:: 課題資料 ::

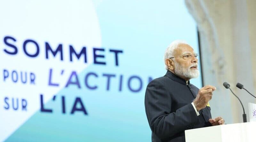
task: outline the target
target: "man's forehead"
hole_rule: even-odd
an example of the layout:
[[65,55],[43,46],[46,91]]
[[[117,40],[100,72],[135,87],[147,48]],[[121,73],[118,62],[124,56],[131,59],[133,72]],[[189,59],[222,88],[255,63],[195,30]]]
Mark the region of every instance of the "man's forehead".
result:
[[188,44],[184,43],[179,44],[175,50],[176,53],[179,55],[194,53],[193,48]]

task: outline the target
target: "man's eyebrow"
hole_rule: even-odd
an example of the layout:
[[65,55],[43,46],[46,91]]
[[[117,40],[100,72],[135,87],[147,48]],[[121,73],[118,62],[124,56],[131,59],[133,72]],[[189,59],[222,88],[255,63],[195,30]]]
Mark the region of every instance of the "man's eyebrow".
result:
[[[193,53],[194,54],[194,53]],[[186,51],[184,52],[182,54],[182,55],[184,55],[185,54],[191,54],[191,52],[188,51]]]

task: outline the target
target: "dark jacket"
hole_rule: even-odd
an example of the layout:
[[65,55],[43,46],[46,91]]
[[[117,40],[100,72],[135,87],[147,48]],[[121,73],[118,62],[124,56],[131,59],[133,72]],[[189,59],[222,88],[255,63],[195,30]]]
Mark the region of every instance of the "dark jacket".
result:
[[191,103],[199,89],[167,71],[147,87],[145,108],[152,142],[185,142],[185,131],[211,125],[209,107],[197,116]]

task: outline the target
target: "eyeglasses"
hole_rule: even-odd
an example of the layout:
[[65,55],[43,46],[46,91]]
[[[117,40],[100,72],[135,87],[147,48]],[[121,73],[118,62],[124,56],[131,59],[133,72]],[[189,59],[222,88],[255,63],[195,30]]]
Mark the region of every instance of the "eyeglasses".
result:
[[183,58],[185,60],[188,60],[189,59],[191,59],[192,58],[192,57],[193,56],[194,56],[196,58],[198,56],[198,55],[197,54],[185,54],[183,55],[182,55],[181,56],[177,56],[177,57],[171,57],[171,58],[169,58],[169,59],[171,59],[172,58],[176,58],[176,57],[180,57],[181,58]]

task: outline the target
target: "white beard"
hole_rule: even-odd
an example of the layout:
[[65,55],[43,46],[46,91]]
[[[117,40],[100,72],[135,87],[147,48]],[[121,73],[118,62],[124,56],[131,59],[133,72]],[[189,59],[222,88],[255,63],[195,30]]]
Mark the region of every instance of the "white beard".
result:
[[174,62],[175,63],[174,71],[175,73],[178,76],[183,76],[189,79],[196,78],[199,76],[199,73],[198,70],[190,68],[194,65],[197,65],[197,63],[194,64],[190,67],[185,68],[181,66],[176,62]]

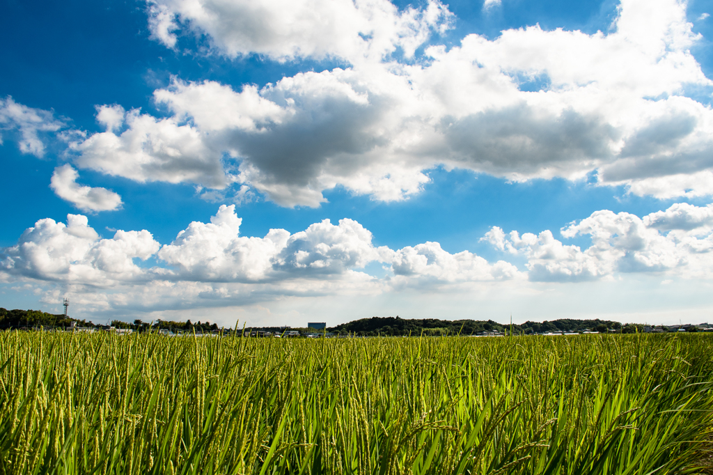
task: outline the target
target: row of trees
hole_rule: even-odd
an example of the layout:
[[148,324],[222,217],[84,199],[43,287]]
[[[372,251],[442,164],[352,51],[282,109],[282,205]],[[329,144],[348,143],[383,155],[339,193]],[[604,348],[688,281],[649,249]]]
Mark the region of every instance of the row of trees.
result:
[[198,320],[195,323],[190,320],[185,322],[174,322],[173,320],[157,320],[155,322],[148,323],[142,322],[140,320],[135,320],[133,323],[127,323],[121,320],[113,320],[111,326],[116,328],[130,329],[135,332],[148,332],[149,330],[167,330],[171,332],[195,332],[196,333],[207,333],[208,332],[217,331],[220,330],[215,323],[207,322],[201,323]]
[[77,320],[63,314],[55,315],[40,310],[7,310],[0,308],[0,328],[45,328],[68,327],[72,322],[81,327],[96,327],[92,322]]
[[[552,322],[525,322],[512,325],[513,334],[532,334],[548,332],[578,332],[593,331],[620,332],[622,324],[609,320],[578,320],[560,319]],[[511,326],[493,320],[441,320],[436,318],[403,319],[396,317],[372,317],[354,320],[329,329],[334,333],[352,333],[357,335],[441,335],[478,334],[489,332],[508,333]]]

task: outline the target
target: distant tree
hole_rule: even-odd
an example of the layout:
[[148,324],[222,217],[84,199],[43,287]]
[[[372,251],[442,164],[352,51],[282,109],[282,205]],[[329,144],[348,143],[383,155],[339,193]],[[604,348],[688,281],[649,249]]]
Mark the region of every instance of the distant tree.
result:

:::

上の行から「Mark」という語を含む行をすべて見つけ、一行ずつ書き写してください。

Mark the region of every instance of the "man's forehead".
Mark the region of every instance of the "man's eyebrow".
Mark the region of every instance of the "dark jacket".
Mark the region of every instance of the "eyeglasses".
Mark the region of every instance of the "white beard".
Mark the region of every instance of the row of trees.
Mark the region of every instance of the distant tree.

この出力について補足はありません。